Work required:
Restate the records below word for word, and omit the images they hold.

Saved entries:
<<<<

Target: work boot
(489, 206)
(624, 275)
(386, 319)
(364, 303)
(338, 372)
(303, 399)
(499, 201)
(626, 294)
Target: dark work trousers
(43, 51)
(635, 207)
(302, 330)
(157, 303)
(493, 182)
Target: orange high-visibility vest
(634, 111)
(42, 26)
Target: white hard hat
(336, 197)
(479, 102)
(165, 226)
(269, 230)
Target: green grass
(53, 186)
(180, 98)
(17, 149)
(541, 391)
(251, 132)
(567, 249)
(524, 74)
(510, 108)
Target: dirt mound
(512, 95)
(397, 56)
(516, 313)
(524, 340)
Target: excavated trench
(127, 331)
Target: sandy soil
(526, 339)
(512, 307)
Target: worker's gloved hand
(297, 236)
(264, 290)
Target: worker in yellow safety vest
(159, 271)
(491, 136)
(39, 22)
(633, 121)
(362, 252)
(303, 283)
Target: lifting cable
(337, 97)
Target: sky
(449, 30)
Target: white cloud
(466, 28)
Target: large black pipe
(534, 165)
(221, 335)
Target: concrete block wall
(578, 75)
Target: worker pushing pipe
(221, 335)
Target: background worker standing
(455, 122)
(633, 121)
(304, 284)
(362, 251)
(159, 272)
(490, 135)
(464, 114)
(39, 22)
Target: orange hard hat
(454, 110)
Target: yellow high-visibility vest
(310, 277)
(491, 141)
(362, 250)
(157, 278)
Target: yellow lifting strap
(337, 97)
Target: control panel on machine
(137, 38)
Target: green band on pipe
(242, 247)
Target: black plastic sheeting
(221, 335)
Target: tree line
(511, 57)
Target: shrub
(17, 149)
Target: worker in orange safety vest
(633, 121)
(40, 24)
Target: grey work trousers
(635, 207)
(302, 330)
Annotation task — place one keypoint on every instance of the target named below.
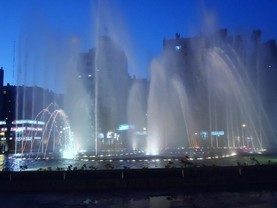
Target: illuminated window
(178, 47)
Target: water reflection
(143, 199)
(9, 162)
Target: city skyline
(138, 26)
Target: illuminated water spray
(56, 136)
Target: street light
(243, 134)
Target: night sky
(138, 25)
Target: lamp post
(243, 134)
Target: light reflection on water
(142, 199)
(13, 164)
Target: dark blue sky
(139, 25)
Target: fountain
(200, 97)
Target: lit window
(178, 47)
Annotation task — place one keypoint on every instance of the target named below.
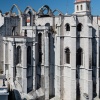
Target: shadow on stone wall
(14, 95)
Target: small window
(79, 56)
(81, 7)
(18, 55)
(40, 47)
(47, 24)
(77, 8)
(67, 55)
(67, 27)
(88, 7)
(79, 27)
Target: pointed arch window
(18, 55)
(67, 55)
(77, 8)
(29, 55)
(81, 7)
(79, 27)
(79, 56)
(40, 46)
(67, 27)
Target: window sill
(18, 65)
(67, 65)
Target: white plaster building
(51, 57)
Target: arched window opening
(29, 55)
(18, 55)
(77, 8)
(67, 27)
(67, 54)
(88, 7)
(14, 30)
(79, 27)
(40, 46)
(25, 33)
(47, 24)
(81, 7)
(79, 57)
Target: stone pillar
(34, 62)
(57, 66)
(72, 88)
(4, 57)
(97, 76)
(24, 66)
(46, 69)
(12, 63)
(88, 83)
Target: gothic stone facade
(51, 57)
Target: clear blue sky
(62, 5)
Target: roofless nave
(51, 57)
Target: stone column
(46, 69)
(88, 83)
(12, 63)
(98, 69)
(57, 65)
(4, 43)
(72, 88)
(34, 61)
(24, 66)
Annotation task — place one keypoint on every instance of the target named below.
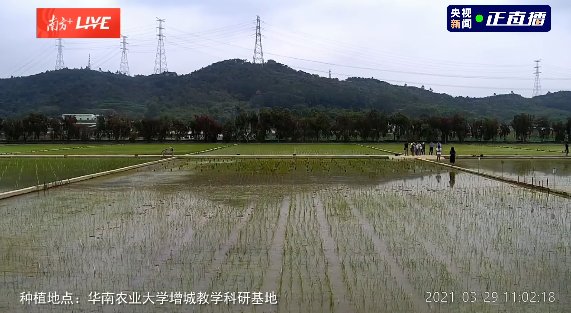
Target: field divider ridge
(43, 187)
(285, 156)
(503, 179)
(380, 149)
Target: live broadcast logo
(499, 18)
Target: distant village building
(83, 119)
(87, 124)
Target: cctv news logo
(499, 18)
(78, 23)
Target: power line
(258, 53)
(59, 59)
(161, 57)
(124, 67)
(537, 83)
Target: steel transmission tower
(537, 83)
(124, 67)
(161, 58)
(258, 53)
(59, 60)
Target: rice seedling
(324, 235)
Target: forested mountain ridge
(221, 88)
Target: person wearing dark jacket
(452, 155)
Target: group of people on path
(417, 148)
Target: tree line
(285, 125)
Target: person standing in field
(452, 155)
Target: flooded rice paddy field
(17, 173)
(325, 236)
(552, 173)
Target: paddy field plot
(17, 173)
(105, 149)
(486, 149)
(555, 174)
(322, 235)
(289, 149)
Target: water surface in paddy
(553, 173)
(323, 241)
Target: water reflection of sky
(553, 173)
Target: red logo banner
(78, 23)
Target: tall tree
(543, 127)
(490, 129)
(522, 124)
(559, 130)
(505, 130)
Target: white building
(84, 119)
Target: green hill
(222, 87)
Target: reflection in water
(452, 179)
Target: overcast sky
(400, 42)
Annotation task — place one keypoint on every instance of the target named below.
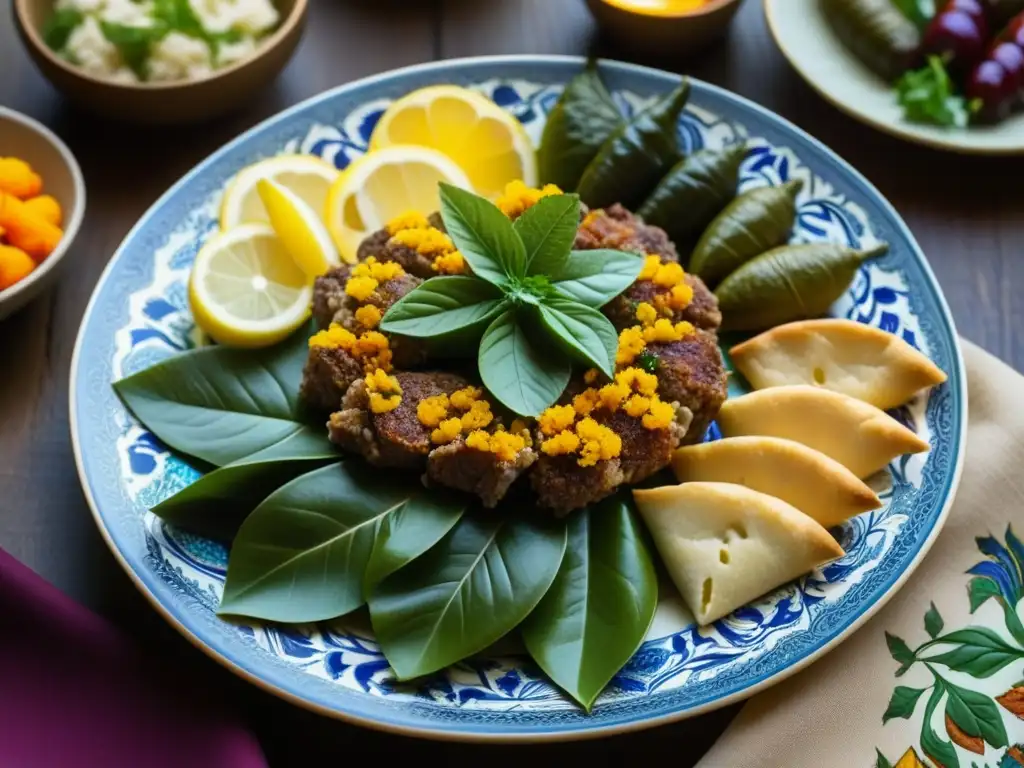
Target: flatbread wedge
(839, 354)
(861, 437)
(804, 477)
(725, 545)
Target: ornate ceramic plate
(808, 42)
(139, 314)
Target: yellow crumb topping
(555, 419)
(369, 315)
(477, 417)
(408, 220)
(432, 411)
(517, 197)
(334, 337)
(448, 431)
(385, 392)
(450, 263)
(463, 399)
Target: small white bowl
(38, 145)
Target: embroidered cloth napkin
(937, 677)
(77, 693)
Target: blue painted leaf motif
(365, 672)
(505, 95)
(889, 322)
(334, 664)
(508, 682)
(295, 645)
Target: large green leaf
(472, 588)
(902, 702)
(597, 611)
(548, 229)
(516, 372)
(444, 306)
(976, 715)
(581, 122)
(583, 332)
(221, 404)
(595, 278)
(483, 235)
(979, 652)
(217, 503)
(305, 553)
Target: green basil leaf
(598, 610)
(521, 376)
(636, 156)
(470, 590)
(483, 235)
(58, 27)
(584, 118)
(444, 305)
(583, 332)
(595, 278)
(221, 404)
(217, 503)
(548, 229)
(976, 715)
(304, 554)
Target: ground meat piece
(644, 451)
(691, 373)
(329, 294)
(561, 484)
(394, 438)
(379, 244)
(460, 467)
(701, 311)
(615, 227)
(327, 376)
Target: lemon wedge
(299, 227)
(306, 175)
(246, 290)
(487, 142)
(383, 184)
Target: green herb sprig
(529, 308)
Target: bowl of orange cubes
(42, 200)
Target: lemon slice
(299, 227)
(306, 175)
(383, 184)
(246, 290)
(489, 144)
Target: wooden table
(967, 213)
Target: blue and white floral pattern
(140, 315)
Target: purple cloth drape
(76, 693)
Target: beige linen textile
(830, 715)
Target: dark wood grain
(966, 213)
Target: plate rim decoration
(235, 653)
(964, 141)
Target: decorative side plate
(138, 314)
(810, 45)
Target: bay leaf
(476, 585)
(633, 160)
(788, 284)
(306, 552)
(598, 610)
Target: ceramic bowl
(184, 101)
(665, 34)
(33, 142)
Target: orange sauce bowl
(664, 28)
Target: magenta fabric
(76, 692)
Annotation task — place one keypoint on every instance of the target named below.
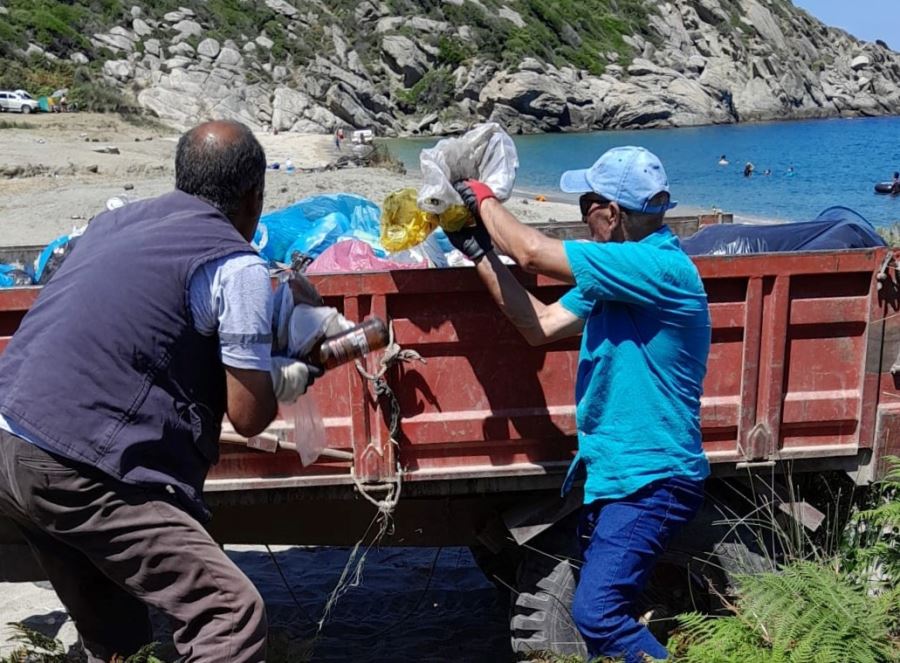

>>>>

Answer to this exercise:
Target: work boot
(489, 206)
(624, 275)
(386, 319)
(364, 303)
(338, 372)
(303, 399)
(499, 201)
(626, 294)
Target: dark work trousers
(43, 51)
(635, 207)
(302, 330)
(157, 303)
(493, 182)
Target: orange high-visibility vest
(634, 111)
(42, 26)
Target: white hard hat
(336, 197)
(479, 102)
(165, 226)
(269, 230)
Target: green grass
(53, 186)
(180, 98)
(17, 149)
(541, 391)
(251, 132)
(567, 249)
(524, 74)
(510, 108)
Target: dirt mound
(512, 95)
(397, 56)
(516, 313)
(524, 340)
Target: excavated trench
(127, 331)
Target: sandy soil
(526, 339)
(512, 307)
Target: worker's gloved hand
(297, 236)
(264, 290)
Target: worker in yellow safety vest
(159, 271)
(491, 136)
(39, 22)
(633, 121)
(362, 252)
(303, 283)
Target: lifting cable
(337, 97)
Target: sky
(449, 30)
Target: white cloud
(466, 28)
Target: large black pipe
(534, 165)
(221, 335)
Target: concrete block wall
(578, 75)
Target: worker pushing pipe
(221, 335)
Target: background worker standing
(455, 122)
(633, 121)
(304, 284)
(362, 251)
(159, 272)
(490, 135)
(464, 114)
(39, 22)
Target: orange hard hat
(454, 110)
Target: yellow high-visibility vest
(310, 277)
(491, 141)
(362, 250)
(157, 278)
Target: yellow lifting strap
(337, 97)
Target: control panel on machine
(137, 38)
Target: green band on pipe
(242, 247)
Target: black plastic sheeting
(221, 335)
Target: tree line
(511, 57)
Target: shrub
(17, 149)
Target: worker in orange safety vest
(633, 121)
(40, 24)
Target: grey work trousers
(635, 207)
(302, 330)
Annotation task — place one keypoint on every instance of the target named below.
Target: illuminated window
(178, 47)
Target: water reflection
(143, 199)
(9, 162)
Target: city skyline
(138, 26)
Target: illuminated water spray
(56, 136)
Target: street light
(243, 134)
Target: night sky
(138, 25)
Target: lamp post
(243, 134)
Target: light reflection on water
(142, 199)
(13, 164)
Target: dark blue sky
(139, 25)
Target: fountain
(200, 97)
Target: lit window
(178, 47)
Annotation task — place one keypoint on every instance of the target named below.
Target: shadow on stone wall
(14, 95)
Target: small window
(79, 56)
(81, 7)
(18, 55)
(40, 47)
(47, 24)
(77, 8)
(67, 55)
(67, 27)
(88, 7)
(79, 27)
Target: pointed arch window
(18, 55)
(67, 55)
(77, 8)
(29, 55)
(81, 7)
(79, 27)
(79, 56)
(40, 46)
(67, 27)
Target: window sill
(18, 65)
(67, 65)
Target: white plaster building
(51, 57)
Target: arched window opening
(29, 55)
(18, 55)
(77, 8)
(67, 27)
(67, 54)
(88, 7)
(14, 30)
(79, 27)
(40, 46)
(25, 33)
(47, 24)
(81, 7)
(79, 57)
Target: stone pillar
(34, 62)
(57, 66)
(72, 88)
(4, 57)
(97, 76)
(24, 66)
(46, 69)
(12, 63)
(88, 83)
Target: gothic stone facade
(51, 57)
Target: clear blue sky
(62, 5)
Target: roofless nave
(51, 57)
Target: stone column
(46, 69)
(88, 83)
(12, 63)
(98, 69)
(57, 65)
(4, 43)
(72, 88)
(34, 61)
(24, 66)
Annotation task — place one keypoint on every instance of the target named below.
Target: field divider ridge
(43, 187)
(285, 156)
(503, 179)
(380, 149)
Target: live broadcast logo
(499, 18)
Target: distant village building
(83, 119)
(87, 124)
Target: cctv news logo
(499, 18)
(78, 23)
Target: power line
(258, 53)
(59, 59)
(161, 57)
(124, 67)
(537, 83)
Target: steel transmission tower
(537, 83)
(124, 67)
(161, 58)
(258, 53)
(59, 60)
Target: rice seedling
(324, 235)
Target: forested mountain ridge
(221, 88)
Target: person wearing dark jacket
(452, 155)
Target: group of people on path
(417, 148)
Target: tree line
(285, 125)
Target: person standing in field
(452, 155)
Target: flooded rice paddy field
(17, 173)
(325, 236)
(552, 173)
Target: paddy field plot
(17, 173)
(105, 149)
(486, 149)
(555, 174)
(322, 235)
(289, 149)
Target: water surface in paddy
(553, 173)
(323, 241)
Target: water reflection of sky
(553, 173)
Target: red logo banner
(78, 23)
Target: tall tree
(543, 127)
(490, 129)
(522, 124)
(559, 130)
(505, 130)
Target: white building
(84, 119)
Target: green hill
(222, 87)
Target: reflection in water
(452, 179)
Target: overcast sky
(400, 42)
Annotation task — place one keypoint on every instance of the target named below.
Target: flatbread wedge
(839, 354)
(861, 437)
(804, 477)
(725, 545)
Target: ornate ceramic plate
(808, 42)
(139, 314)
Target: yellow crumb topping
(555, 419)
(369, 315)
(477, 417)
(408, 220)
(432, 411)
(517, 197)
(334, 337)
(448, 431)
(385, 392)
(450, 263)
(463, 399)
Target: small white bowl
(38, 145)
Target: embroidered cloth napkin
(937, 677)
(77, 693)
Target: blue painted leaf motif
(365, 672)
(505, 95)
(889, 322)
(334, 664)
(508, 682)
(295, 645)
Target: large green leaf
(472, 588)
(902, 702)
(597, 611)
(548, 229)
(516, 372)
(444, 306)
(976, 715)
(581, 122)
(583, 332)
(221, 404)
(595, 278)
(483, 235)
(979, 652)
(217, 503)
(305, 553)
Target: green basil leaf
(598, 610)
(521, 376)
(636, 156)
(470, 590)
(483, 235)
(58, 27)
(584, 118)
(444, 305)
(583, 332)
(595, 278)
(221, 404)
(217, 503)
(548, 229)
(976, 715)
(304, 554)
Target: ground meat piece
(644, 451)
(691, 373)
(329, 294)
(561, 484)
(394, 438)
(379, 244)
(460, 467)
(701, 311)
(615, 227)
(327, 376)
Target: lemon wedge
(299, 227)
(306, 175)
(246, 290)
(487, 142)
(383, 184)
Target: green herb sprig
(529, 308)
Target: bowl of orange cubes
(42, 200)
Target: lemon slice
(299, 227)
(306, 175)
(383, 184)
(246, 290)
(489, 144)
Target: wooden table
(967, 213)
Target: blue and white floral pattern
(140, 315)
Target: purple cloth drape
(76, 693)
Target: beige linen textile
(830, 715)
Target: dark wood grain
(966, 213)
Target: plate rim decoration
(235, 653)
(964, 141)
Target: decorative side plate
(138, 314)
(810, 45)
Target: bay leaf
(476, 585)
(633, 160)
(788, 284)
(306, 552)
(598, 610)
Target: ceramic bowl
(184, 101)
(665, 34)
(33, 142)
Target: orange sauce bowl
(664, 28)
Target: magenta fabric
(76, 692)
Annotation task — place one keypoint on every instance of the target named below.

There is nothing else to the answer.